[Assigned task] Each line of the entries, from the first to the line containing "box: [156, 58, 272, 253]", is to be transcribed exactly as it stands; include no other lines.

(Extracted records)

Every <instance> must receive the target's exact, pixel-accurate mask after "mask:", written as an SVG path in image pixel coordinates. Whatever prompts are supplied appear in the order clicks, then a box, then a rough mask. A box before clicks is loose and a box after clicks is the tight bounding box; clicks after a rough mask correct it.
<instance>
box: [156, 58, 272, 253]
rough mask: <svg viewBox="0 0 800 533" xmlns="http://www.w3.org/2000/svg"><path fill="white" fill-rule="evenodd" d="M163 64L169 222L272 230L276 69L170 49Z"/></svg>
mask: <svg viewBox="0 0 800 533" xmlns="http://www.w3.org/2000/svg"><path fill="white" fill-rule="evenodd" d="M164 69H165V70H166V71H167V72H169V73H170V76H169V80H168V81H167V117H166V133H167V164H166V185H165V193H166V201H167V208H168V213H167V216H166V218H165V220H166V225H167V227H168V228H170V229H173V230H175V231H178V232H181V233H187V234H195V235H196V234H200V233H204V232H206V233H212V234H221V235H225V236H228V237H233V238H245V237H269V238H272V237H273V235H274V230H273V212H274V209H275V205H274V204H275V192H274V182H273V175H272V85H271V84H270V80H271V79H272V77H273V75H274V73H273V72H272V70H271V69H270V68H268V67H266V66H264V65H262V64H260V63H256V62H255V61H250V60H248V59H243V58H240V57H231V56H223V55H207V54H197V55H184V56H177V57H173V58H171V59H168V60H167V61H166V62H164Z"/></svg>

(End Extracted records)

[Written solution]
Every <instance> must receive the target's exact, pixel-accurate mask after "mask:", written as an SVG path in image pixel coordinates. Whatever prompts are supplied appear in the order clicks, then a box, then a rough mask. A box before clicks is loose and a box after clicks is the tight bounding box; clicks after a rough mask correct it.
<instance>
box: [156, 58, 272, 253]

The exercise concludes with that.